2

I want have a dataframe with something like 90 variables, and over 1 million observations. I want to calculate the percentage of NA rows on each variable. I have the following code: sum(is.na(dataframe$variable) / nrow(dataframe) * 100) My question is, how can I apply this function to all 90 variables, without having to type all variable names in the code?

Jaap
  • 81,064
  • 34
  • 182
  • 193
  • 2
    `lapply(df, yourfunction)` – Jaap Nov 05 '15 at 16:12
  • 1
    Welcome to StackOverflow! Please read the info about [how to ask a good question](http://stackoverflow.com/help/how-to-ask) and how to give a [reproducible example](http://stackoverflow.com/questions/5963269/how-to-make-a-great-r-reproducible-example/5963610). This will make it much easier for others to help you. – Jaap Nov 05 '15 at 16:13

2 Answers2

3

Use lapply() with your method:

lapply(df, function(x) sum(is.na(x))/nrow(df)*100)

■ **DATASET**

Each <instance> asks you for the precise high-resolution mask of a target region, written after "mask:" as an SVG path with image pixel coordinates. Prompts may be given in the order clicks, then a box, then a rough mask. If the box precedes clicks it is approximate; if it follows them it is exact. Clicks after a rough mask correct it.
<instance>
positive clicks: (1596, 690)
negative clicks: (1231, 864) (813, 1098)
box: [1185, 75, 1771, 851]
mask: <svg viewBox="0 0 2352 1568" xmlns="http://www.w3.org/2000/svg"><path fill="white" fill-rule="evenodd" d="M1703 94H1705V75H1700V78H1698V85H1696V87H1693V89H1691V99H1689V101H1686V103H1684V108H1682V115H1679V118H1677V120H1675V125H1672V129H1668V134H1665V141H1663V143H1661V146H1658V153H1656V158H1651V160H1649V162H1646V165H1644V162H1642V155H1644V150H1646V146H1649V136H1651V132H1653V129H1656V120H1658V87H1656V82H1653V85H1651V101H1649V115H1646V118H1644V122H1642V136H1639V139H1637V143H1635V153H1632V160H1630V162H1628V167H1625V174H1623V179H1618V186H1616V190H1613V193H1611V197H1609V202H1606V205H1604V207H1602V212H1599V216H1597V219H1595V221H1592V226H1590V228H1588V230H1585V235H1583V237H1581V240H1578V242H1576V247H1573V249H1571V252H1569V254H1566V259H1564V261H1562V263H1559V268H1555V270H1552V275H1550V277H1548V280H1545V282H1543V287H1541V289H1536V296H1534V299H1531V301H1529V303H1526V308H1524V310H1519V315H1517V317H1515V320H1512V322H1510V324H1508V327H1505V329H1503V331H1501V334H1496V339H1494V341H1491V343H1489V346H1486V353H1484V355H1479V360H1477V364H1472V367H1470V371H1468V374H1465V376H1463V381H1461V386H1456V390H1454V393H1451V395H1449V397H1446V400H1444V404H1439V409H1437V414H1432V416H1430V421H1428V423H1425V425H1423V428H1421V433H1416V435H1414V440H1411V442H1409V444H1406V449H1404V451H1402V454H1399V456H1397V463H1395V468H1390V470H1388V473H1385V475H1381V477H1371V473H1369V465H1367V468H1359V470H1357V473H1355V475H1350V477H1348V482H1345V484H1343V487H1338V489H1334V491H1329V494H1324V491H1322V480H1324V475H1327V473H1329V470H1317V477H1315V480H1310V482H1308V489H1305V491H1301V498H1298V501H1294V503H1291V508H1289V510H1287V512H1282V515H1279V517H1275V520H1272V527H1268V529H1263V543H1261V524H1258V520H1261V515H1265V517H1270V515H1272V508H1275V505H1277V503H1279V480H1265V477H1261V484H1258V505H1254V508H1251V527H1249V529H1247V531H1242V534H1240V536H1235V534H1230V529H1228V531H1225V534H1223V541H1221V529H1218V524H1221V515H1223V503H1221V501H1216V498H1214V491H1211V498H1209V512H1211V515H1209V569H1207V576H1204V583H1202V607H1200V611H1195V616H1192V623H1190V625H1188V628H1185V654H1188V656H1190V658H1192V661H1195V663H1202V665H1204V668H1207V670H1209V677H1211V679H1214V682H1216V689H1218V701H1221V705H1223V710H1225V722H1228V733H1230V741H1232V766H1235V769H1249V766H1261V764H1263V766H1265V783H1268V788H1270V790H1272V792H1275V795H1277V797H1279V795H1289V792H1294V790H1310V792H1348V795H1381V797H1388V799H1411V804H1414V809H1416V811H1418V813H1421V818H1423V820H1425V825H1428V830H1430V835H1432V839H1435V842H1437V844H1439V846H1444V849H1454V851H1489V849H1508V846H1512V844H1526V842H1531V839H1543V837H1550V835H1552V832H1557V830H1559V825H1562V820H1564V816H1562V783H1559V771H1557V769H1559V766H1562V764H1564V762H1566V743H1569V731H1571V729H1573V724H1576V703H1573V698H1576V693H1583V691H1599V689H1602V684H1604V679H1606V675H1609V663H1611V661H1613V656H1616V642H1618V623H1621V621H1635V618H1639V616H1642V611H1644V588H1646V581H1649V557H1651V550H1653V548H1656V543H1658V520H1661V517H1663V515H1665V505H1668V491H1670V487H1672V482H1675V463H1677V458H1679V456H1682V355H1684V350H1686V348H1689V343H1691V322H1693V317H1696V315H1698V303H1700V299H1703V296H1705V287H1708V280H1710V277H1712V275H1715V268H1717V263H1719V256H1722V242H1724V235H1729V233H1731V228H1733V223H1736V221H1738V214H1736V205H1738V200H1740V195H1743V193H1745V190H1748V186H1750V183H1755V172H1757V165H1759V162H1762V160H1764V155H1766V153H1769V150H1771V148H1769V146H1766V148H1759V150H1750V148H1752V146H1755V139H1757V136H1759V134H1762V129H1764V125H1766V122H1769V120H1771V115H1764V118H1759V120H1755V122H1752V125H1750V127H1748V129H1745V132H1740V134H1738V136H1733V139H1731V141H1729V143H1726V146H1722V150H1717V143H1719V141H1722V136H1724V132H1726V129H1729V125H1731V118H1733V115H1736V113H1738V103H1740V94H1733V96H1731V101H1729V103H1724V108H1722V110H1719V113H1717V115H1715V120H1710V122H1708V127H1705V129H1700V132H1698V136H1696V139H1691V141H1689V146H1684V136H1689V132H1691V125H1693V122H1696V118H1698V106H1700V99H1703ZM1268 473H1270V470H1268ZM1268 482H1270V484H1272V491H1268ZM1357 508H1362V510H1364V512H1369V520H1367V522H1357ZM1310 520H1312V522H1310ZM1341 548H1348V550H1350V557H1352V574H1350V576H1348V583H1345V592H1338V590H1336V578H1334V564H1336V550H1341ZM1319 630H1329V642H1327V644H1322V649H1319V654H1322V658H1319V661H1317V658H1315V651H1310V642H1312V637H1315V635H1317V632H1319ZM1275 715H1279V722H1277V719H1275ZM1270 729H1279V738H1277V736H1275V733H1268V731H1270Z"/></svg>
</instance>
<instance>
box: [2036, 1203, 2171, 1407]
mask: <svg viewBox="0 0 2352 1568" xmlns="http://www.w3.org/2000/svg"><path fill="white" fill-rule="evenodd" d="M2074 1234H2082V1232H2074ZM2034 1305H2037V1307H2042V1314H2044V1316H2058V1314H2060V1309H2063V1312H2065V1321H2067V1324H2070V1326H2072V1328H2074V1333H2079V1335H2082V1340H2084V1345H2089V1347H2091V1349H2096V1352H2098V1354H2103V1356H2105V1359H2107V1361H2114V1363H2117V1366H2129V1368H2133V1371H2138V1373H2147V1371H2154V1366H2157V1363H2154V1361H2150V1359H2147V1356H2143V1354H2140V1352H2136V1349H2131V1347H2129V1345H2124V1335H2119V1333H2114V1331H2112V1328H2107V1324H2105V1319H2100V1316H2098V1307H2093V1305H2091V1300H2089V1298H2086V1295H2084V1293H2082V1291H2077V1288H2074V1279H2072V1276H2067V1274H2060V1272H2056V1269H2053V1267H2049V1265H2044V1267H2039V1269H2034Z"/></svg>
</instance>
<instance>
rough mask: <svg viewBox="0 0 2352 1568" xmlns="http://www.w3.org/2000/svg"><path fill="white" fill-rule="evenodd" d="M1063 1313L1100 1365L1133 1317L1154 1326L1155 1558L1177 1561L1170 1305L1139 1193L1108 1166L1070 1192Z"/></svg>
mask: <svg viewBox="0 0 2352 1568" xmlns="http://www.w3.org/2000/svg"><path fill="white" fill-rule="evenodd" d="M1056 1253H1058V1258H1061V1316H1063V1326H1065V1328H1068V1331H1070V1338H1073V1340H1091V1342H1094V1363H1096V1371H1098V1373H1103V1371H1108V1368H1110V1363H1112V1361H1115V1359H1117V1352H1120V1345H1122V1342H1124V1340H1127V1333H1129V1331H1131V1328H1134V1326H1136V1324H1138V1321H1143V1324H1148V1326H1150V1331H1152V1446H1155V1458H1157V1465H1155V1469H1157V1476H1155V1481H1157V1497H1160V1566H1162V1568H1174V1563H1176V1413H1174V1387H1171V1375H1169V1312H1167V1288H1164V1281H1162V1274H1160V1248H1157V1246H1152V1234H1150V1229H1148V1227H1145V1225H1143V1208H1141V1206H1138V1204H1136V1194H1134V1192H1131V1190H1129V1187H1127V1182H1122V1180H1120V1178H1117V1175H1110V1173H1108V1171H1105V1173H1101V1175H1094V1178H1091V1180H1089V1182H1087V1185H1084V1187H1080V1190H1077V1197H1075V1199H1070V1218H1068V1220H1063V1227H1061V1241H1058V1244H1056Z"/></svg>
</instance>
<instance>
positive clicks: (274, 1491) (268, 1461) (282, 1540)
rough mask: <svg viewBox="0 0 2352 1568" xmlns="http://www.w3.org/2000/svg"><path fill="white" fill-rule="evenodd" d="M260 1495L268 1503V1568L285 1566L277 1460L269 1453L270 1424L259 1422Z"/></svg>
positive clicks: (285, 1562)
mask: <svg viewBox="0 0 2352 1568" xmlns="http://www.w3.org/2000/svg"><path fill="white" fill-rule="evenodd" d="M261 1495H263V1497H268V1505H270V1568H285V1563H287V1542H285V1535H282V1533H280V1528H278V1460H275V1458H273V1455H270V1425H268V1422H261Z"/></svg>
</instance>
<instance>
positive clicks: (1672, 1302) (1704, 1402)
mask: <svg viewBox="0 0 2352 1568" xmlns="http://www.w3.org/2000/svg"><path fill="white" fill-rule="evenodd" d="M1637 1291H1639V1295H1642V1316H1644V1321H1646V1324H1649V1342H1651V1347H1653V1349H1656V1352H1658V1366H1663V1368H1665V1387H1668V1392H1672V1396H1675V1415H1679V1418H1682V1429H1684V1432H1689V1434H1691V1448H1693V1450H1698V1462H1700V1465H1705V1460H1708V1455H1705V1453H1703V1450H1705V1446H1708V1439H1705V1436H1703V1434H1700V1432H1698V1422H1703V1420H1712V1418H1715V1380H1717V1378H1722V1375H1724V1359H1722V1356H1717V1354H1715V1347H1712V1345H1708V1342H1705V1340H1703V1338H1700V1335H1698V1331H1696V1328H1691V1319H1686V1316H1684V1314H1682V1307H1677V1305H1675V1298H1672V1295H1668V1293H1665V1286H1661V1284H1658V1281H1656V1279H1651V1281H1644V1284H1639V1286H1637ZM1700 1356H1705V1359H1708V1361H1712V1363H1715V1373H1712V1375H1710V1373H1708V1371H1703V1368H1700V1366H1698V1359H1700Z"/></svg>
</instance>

■ **TASKS**
a) According to the forum thread, how large is the poster's dataframe?
b) Quote the forum thread from "I want have" up to and including "in the code?".

■ **ANSWERS TO THIS EXERCISE**
a) It has something like 90 variables and over 1 million observations.

b)
I want have a dataframe with something like 90 variables, and over 1 million observations. I want to calculate the percentage of NA rows on each variable. I have the following code: sum(is.na(dataframe$variable) / nrow(dataframe) * 100) My question is, how can I apply this function to all 90 variables, without having to type all variable names in the code?